## Record excerpts
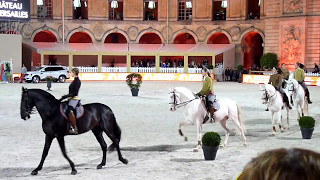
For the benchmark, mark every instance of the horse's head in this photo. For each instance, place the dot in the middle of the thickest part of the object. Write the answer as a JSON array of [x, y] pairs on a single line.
[[26, 105], [174, 99]]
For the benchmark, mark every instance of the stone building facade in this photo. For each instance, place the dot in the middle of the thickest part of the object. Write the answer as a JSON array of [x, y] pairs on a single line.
[[289, 28]]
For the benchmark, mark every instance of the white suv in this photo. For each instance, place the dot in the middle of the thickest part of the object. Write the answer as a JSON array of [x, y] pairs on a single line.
[[59, 73]]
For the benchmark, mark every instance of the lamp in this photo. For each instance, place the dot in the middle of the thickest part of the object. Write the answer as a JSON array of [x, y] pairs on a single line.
[[114, 4], [151, 5], [188, 5], [224, 4], [39, 2]]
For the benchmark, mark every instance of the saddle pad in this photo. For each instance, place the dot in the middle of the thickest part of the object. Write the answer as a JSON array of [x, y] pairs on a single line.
[[79, 110]]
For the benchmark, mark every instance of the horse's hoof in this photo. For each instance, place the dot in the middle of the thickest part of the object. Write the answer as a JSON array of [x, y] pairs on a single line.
[[124, 161], [74, 172]]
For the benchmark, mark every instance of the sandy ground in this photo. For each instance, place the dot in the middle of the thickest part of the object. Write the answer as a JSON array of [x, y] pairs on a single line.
[[150, 139]]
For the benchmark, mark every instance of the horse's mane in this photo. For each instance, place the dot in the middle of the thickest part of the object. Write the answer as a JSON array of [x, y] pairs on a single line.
[[43, 93]]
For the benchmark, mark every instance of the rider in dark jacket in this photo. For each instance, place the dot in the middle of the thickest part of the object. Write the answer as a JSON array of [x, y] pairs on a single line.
[[73, 99]]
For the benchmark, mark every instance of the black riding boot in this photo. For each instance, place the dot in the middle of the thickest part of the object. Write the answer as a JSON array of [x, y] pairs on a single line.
[[286, 100], [308, 96]]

## What to do
Express the items above as a two-column CSV with the header names "prompt" and "points", one row per item, placing each item's text and its answer in separate quoted fields and replacing any line breaks with spaces. Omit the pictures.

## Reply
prompt,points
"For the benchmark, mark every instance of the horse's head in this photo. For each instance, place the dot in the middle of the thickest part of the object. Write the answer as a JSON array of [x, y] pairs on a single line.","[[26, 105], [174, 99]]"
"For the benchmark, mark every instance of the stone building facade in this photo. For each instance, place the dot in the middle of the thickest part of the object. Write the answer as a JSON array of [x, y] pairs on a single line.","[[289, 28]]"
"For the benchmark, mark every instance of the white suv in this photo. For each instance, place the dot in the middle of the thickest part of the object. Write the answer as a JSON array of [x, y] pairs on a single line.","[[59, 73]]"
"For the benchmark, mark every instance of the lamp in this photo. For each instance, place the dot in the middle of the thickest part of the object. Write the answer as a JSON array of [x, y] pairs on a single line.","[[114, 4], [151, 5], [188, 5], [224, 4], [39, 2]]"
"For the benchmark, mark every instance of the saddle pad in this photo. For each instance, place the dot in the middle of the thickest part of the object. Write the answer as a JSON array of [x, y] pairs on a single line.","[[79, 110]]"
"For the benchmark, mark every instance of the horse's hoof in this photo. For each instance, place the dot in the middle of the thickest part of the object. Write the answer as a JSON array of [x, y] pairs on a single line.","[[124, 161], [74, 172]]"
"For the benchmark, mark every instance of the sandy ground in this photo. For each instance, place the dot in the middle of the thickest part of the object. Write the answer as a JSON array of [x, y] pairs on a single line.","[[150, 139]]"
"For the benchmark, mark every instance of the horse's mane in this photo. For each instance, place the dot in the middle of the thickest part of the object. Write the answer as a JSON array of [x, y] pairs on a single line.","[[43, 93]]"
"For the benchmark, mark every instance of the rider in dark jacket in this photo. For each instance, place the dot in the middle of the thickest part of the object. Write the answer as a JSON array of [x, y] pairs on a single line.","[[73, 99]]"
"For the benchmark, mark every instance of the black riding boot in this photo. For each instance, place the dot in the middle of the thickest part of the object. Write the answer as a JSON array of [x, y] pairs on a single line.","[[286, 100], [308, 96]]"